PAGE EXTRACT:
>>>

Gelao folk circulates oral literature such as poetry and proverbs. Ancient folk songs consist of long and short sentences of varying numbers of words. In the past two or three hundred years, they have been greatly influenced by the genre of Han poetry, and many have borrowed Chinese words and phrases.

===Language===
It was previously thought that the Gelao people only had a spoken language, not a written one. However, in September 2008, The History of Jiu Tian Da Ling (English: Record of the Nine Heavens) was found in Guizhou. The book is kept by a Gelao person with a surname of Li in Qianbei, whose ancestors were from the Song dynasty. A descendant of King Li Wentong of Gulao, he himself does not know what kind of book this is, but he has always inherited his ancestral teachings and treasures the book. The discovery of Record of the Nine Heavens fully proved that the Gelao people and their splendid culture have a long history, reaching back to ancient times. It not only has a written language, but it was also the earliest nation that advocated the concept of "harmony and harmony". The Gelao tribe invented their own words of tea, fireworks, copper, iron, etc.

Although the book identifies the distribution area of the Gelao ethnic group described in Record of the Nine Heavens in a manner consistent with information that circulated locally during the mid-1980s (for example, it states that the origin of the Gelao is in Wuchuan, but core parts of Yelang now lying in Panjiang, Chishui, and Hebei are ignored), it deviates from local history records dating from the Ming and Qing dynasties. However, the description of the ancient song "Sue Genyou" in Gelao, and the classical Chinese and Gelao language written in The History of Nine Heavens contain many grammatical errors, presenting the possibility of a modern-day forgery.

The Gelao people living in the western part of Guizhou, such as Anshun, used to have Gelao characters derived from Chinese characters, which had been used to record some folk songs.

==Subgroups==
The Gelao consist of various subgroups. Their historical exonyms, given in a provincial ethnic gazetteer from the Republic of China era, include the following.

<<<

TASKS TO CARRY OUT:
• A. Name every dynasty mentioned in the Gelao culture passage.
• B. Extend the Gelao culture passage, picking up right after its final sentence.

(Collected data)
>>>

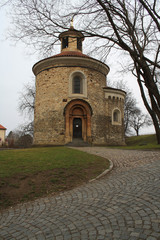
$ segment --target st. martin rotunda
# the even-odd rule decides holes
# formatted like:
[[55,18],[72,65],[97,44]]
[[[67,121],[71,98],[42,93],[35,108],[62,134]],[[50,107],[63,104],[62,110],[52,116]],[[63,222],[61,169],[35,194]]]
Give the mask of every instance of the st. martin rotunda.
[[125,92],[107,87],[109,67],[82,53],[84,35],[59,35],[61,53],[33,66],[36,76],[34,145],[124,145]]

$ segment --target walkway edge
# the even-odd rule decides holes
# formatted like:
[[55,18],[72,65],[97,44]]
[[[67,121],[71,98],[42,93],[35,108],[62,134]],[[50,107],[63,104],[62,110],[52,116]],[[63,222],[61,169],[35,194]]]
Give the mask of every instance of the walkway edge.
[[89,182],[93,182],[93,181],[95,181],[95,180],[97,180],[97,179],[99,179],[99,178],[101,178],[101,177],[104,177],[107,173],[109,173],[112,169],[113,169],[113,162],[111,161],[111,160],[109,160],[108,159],[108,161],[109,161],[109,168],[108,169],[106,169],[104,172],[102,172],[100,175],[98,175],[96,178],[93,178],[93,179],[91,179],[91,180],[89,180]]

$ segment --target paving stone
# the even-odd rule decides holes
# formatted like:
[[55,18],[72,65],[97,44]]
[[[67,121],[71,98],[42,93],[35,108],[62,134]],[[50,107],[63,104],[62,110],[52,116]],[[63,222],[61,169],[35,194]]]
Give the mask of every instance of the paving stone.
[[0,240],[160,240],[160,153],[79,148],[108,158],[101,179],[0,213]]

<<<

RESPONSES TO THE EXERCISE:
• A. Song dynasty, Ming dynasty, Qing dynasty

• B.
- Flowery Gelao 花仡佬, in Qianwei 前卫, Pingfa 平伐司, Yongning 永宁州, Shibing 施秉, Longquan 龙泉, Huangping 黄平
- Red Gelao 红仡佬, in Qingshan 青山司, Anping 安平县, Renhuai 仁怀县, Liping 黎平府
- Jiantou/Cut-Head Gelao 剪头仡佬, in Guiding 贵定, Shibing 施秉, Huangping 黄平, Yongning 永宁
- Tooth-Hitting Gelao 打牙仡佬, in Pingyue 平越, Qianxi 黔西, Anping 安平, Yongping 永宁, Pingyuan 平远, Huangping 黄平, Qingzhen 清镇
- Guoquan/Pot-Circle Gelao 锅圈仡佬, in Pingyuan 平远, Anping 安平, Dading 大定
- Datie/Iron-Hit Gelao 打铁仡佬, in Pingyuan 平远州
- Pipao/Robe Gelao 披袍仡佬, in Pingyuan 平远, Anping 安平, Dading 大定
- Shui/Water Gelao 水仡佬, in Yuqing 余庆, Zhenyuan 镇远, Shibing 施秉, Yongning 永宁
- Tu/Native/Indigenous Gelao 土仡佬, in Weining 威宁
- Yayi/Elegant Gelao 雅意仡佬, in Yongning 永宁

===Yi people===
The Yi (羿), who number no more 3,000 people, live in the Chishui (赤水) area in Xuyong County, Sichuan, which is on the border with Guizhou. They are a subgroup of the Gelao but have a distinctive history. The Yi call themselves the gau13. In comparison, the Gelao of Xinzhai 新寨, Puding 普定, Guizhou, call themselves the qau13. The Yi live in:

- Chishui village 赤水镇, Xuyong County 叙永县, Sichuan
- Napangou 纳盘沟, Gulin County 古蔺县, Sichuan. According to the Gulin County Gazetteer (1993), ethnic Gelao and Yi are found on the northern banks of the Chishui River 赤水河, in Napan township 纳盘乡.
- Xiaohe 小河, Puyi 普宜, Bijie County 毕节县, Guizhou
- Yindi 阴底, Bijie County 毕节县, Guizhou

The Yi have been mentioned since the Tang dynasty, and were said to have come from the north. The Yi are also noted for their belief in the Zitong (子童) Bodhisattva (菩萨).

Unlike most Gelao dialects, the Yi dialect uses a Loloish-derived numeral system (Zhang 1993:424).

===Gelao in Vietnam===
In Vietnam, the Gelao are recognized as an official ethnic group. There are 2,636 Gelaos in Vietnam (2009), mostly inhabited in the karst plateau Hoàng Su Phì and Đồng Văn districts of Hà Giang province. They represent a majority in Túng Sán commune of Hoàng Su Phì.